Basically, an idea needs to fulfill three requirements before a patent can be granted. The idea must be in a field in which patent protection is possible. In addition, the idea has to be new, as well as inventive, i.e., not-obvious. All of the three conditions will be explained below in more detail.
2.1 Patentability
Not all ideas can be protected by patents. Essentially, only ideas which fall into a technical field are patentable. Moreover, the German Patent Law and the European Patent Convention explicitly exclude some areas from patent protection.
These areas include, among others, plant or animal varieties as well as essentially biological processes for the production of plants or animals. Furthermore, methods for the treatment of the human or animal body by surgery or therapy and diagnostic methods practised on the human or animal body are excluded.
Further areas are excluded by the German Patent Law and the European Patent Convention if the subject matter relates to the area “as such”. This includes discoveries, scientific theories and mathematical methods, aesthetic creations, schemes, rules and methods for performing mental acts, playing games or doing business, as well as programs for computers and representations of information. The wording “as such” does not generally exclude inventions in this area. For example, if an idea affects a scientific theory, which is applied technically in a certain machine or in a procedure, the idea can by all means be patentable. A similar problem also exists for programs used in data processing units. If the program is based on technical considerations or a technical problem is solved by the program, it is no longer a program for data processing units “as such” and falls in principle in a patentable area.
The decision to determine whether the idea belongs to a patentable area can nowadays be very difficult, since methods and products have become more and more dependent upon data processing. As considerable economical advantages may be associated with the patent, it is worthwhile to have this question clarified by our Patent Attorneys. They can not only clarify whether the idea is in general patentable; they are also able to show alternatives on how the idea can be protected.
2.2 Novelty
To gain protection by a patent the idea also needs to be novel. The novelty required by patent law is an absolute novelty with regards to all publications made worldwide – despite of their language – and all disclosures made before the day of the patent application. This also includes publications and disclosures made by the inventor.
In general, it is advisable to get an overview of the relevant state of the art before a patent application is filed. Such a patent search should always be conducted by a Patent Attorney.
However, the inventor can also do a first search to get a first overview. By using the internet, it is often possible to gain information about the companies working in this area. Patent Offices mainly use published patent applications and patents to determine the patentability of an idea. Therefore, a search in patent databases might be useful. The German Patent and Trademark Office (http://depatisnet.dpma.de) and the European Patent Office (http://worldwide.espacenet.com) offer access to such databases free of charge. A search can be performed by typing in keywords to find documents which may already describe the idea or similar approaches.
Afterwards the search results must be compared to the idea of the inventor. If none of the found documents shows all the features of the idea, the idea can be considered at least as novel with respect to the results of the search. In cases of doubt a Patent Attorney should do the comparison. Based on the experience, the Patent Attorney is better able to asses if a remaining difference between the idea and the search result is relevant regarding patent law and thus is able to determine whether there is a possibility to get the patent granted.
2.3 Inventive Step
However, the novelty of an idea on its own is not sufficient. The idea must also be inventive. This third and most difficult obstacle can only be overcome if it was not obvious at the day of the application to a person skilled in the relevant technical field to alter the current state of the art, such that the new idea would evolve. The Patent Offices have created various methods and criteria to assess this question. By using these methods and criteria, a Patent Attorney can
determine if the new idea will be likely regarded as inventive by the Patent Office with regards to the publications found in the patent search.
......
### ASSIGNMENT
According to the text on patent requirements, what three conditions must an idea meet before a patent can be granted?

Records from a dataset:
......
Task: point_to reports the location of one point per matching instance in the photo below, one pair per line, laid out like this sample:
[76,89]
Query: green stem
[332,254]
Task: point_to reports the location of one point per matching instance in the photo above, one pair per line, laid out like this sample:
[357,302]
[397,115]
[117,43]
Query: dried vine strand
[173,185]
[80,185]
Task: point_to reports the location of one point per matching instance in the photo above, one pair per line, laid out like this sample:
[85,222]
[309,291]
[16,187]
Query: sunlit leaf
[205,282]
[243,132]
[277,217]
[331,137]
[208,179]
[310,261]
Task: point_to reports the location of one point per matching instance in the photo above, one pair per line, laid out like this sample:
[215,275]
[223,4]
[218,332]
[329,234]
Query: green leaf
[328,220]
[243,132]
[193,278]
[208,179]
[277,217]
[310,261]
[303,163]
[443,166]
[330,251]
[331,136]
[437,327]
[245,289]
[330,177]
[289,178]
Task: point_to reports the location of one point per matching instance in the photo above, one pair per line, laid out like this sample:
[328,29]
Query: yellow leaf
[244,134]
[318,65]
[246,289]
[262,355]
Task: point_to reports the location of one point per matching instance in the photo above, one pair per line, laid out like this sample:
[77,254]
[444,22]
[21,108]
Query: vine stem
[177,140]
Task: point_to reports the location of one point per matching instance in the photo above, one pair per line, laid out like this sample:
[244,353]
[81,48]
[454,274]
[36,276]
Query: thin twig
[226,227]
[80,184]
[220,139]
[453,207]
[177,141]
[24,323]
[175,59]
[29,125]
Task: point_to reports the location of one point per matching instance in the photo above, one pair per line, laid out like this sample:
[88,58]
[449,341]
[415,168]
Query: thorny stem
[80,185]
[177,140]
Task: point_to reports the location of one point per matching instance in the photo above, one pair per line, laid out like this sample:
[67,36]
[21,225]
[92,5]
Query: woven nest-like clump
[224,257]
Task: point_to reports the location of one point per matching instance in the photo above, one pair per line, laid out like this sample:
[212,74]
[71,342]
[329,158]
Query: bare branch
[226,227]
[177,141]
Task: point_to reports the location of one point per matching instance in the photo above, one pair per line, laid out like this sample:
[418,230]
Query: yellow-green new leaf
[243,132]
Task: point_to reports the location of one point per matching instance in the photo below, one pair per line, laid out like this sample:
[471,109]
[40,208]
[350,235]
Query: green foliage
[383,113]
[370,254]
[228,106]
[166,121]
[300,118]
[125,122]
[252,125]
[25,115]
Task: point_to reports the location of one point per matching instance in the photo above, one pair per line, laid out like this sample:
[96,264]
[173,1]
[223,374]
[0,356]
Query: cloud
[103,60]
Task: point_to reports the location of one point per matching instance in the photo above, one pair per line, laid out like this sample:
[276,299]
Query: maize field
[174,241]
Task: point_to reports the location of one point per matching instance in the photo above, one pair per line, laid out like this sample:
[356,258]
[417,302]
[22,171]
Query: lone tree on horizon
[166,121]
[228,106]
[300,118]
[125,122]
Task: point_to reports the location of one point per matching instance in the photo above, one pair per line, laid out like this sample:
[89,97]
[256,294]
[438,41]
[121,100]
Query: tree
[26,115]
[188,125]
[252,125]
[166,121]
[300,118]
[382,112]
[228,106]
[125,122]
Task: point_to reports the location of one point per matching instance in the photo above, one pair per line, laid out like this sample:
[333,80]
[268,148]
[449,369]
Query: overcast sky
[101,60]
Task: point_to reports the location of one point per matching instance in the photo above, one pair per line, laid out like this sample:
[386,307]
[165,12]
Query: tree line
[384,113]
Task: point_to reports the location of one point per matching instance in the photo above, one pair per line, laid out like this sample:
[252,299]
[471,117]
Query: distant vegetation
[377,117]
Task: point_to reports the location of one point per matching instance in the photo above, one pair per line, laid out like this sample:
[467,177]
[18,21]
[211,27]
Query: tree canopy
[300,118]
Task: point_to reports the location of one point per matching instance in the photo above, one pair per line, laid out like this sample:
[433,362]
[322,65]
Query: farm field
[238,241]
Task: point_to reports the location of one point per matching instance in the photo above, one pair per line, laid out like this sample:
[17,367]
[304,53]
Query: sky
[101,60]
......
### SOLUTION
The idea must fall in a field where patent protection is possible, and it must be new and inventive (not obvious).